Exercise: Transcribe the section of the KPHP jobs text below from "From the one" to "can't be parallelized.", including both ends, without altering a single word.

From the one side, we have forks for parallelization. From the other, we have microservices.
Jobs are similar and different at the same time. Let's start from this fact.
Forks are coroutines. They work within the same process (and even within the same thread, cause workers are single-threaded). The context is switched between forks at the moment of network waiting. A fork works — starts waiting for the net — another fork becomes active. When you start 5 forks, the first will work until a network query, then the second until a network query, etc. Global variables are the same. CPU execution can't be parallelized.
Jobs are separate processes. When you start 5 jobs, they will start executing simultaneously (if there are 5 free workers). You can parallelize any PHP code and even start jobs that will be left alive after http worker ends the PHP script. From the job, you're allowed to launch forks and even other jobs. Global variables are inited from scratch. But yes — there is an overlead to launch jobs, much more than to launch forks.
Microservices (kphp-as-rpc) are typically launched on other machines (or a cluster). If they become overloaded, you should add more machines to that cluster. There is a TL scheme of queries and responses, along with autogenerated PHP classes. You should think about backwards compatibility using field masks, as microservices could have an old version of backend code running. Sending a response is serializing PHP instances according to the TL scheme, sending via network, and deserializing on another side. From the PHP's point of view, querying a microservice is doing the same calls as querying any other RPC engine.
Jobs are processes on the same machine. If they become overloaded, you should balance http/job workers ratio or add more machines generally. Jobs and TL have nothing in common: manually written PHP classes represent master data actually. You don't deal with backwards compatibility, as jobs are processes of the same KPHP server binary (which also serves HTTP). Querying a job is copying data to shared memory. From the PHP's point of view, it's a call to JobLauncher::start() getting a future, and then wait().
Ideologically, jobs and microservices are close, but jobs are much more performant due no absense of [de]serialization and sending data via network (though not free of charge, of course).
It will calc pow($a,2) for an array in a separate process. Input: [1,2,3,4,5], output: [1,4,9,16,25].
What we will need:
class MyRequest extends \JobWorkers\JobWorkerSimple {
/** @var int[] */
public $arr_to_x2;
function __construct(array $arr_to_x2) {
$this->arr_to_x2 = $arr_to_x2;
}
function handleRequest(): ?\KphpJobWorkerResponse {
$response = new MyResponse();
$response->arr_x2 = array_map(fn($v) => $v ** 2, $this->arr_to_x2);
return $response;
}
}
class MyResponse implements \KphpJobWorkerResponse {
/** @var int[] */
public $arr_x2;
}
Now, launch a job:
$arr = [1, 2, 3, 4, 5];
$timeout = 0.1;
$job_request = new MyRequest($arr);
$job_id = \JobWorkers\JobLauncher::start($job_request, $timeout);
// ... in practice, some useful code works between start and wait
$response = wait($job_id);
if ($response instanceof MyResponse) {
var_dump($response->arr_x2);
}
This demo is available in the (github) kphp-snippets/JobWorkers repository.

Extracted data:
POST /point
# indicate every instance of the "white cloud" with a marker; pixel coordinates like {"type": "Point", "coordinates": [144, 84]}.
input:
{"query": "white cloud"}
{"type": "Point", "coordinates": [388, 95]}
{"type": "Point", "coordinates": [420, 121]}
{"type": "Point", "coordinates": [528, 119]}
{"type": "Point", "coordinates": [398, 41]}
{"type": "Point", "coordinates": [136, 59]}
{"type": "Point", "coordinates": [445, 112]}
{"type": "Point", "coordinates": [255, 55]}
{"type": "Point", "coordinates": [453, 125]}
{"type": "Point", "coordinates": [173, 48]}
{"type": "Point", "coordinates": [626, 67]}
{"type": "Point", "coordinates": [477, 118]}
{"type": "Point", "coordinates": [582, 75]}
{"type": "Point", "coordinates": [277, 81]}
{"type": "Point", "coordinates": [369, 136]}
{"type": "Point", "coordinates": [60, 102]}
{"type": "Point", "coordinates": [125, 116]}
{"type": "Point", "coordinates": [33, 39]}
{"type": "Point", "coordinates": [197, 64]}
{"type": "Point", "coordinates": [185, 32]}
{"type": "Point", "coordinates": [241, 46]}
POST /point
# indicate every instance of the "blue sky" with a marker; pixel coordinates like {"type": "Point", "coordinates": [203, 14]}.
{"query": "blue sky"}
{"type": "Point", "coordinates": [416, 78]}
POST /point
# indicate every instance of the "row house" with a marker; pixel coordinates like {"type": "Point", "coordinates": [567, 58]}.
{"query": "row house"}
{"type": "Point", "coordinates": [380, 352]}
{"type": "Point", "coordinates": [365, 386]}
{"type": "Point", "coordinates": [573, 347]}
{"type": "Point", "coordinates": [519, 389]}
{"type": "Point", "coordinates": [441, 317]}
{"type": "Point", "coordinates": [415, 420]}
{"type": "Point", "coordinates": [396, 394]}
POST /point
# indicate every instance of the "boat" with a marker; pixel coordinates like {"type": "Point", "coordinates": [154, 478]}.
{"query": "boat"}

Task solution:
From the one side, we have forks for parallelization. From the other, we have microservices.
Jobs are similar and different at the same time. Let's start from this fact.
Forks are coroutines. They work within the same process (and even within the same thread, cause workers are single-threaded). The context is switched between forks at the moment of network waiting. A fork works — starts waiting for the net — another fork becomes active. When you start 5 forks, the first will work until a network query, then the second until a network query, etc. Global variables are the same. CPU execution can't be parallelized.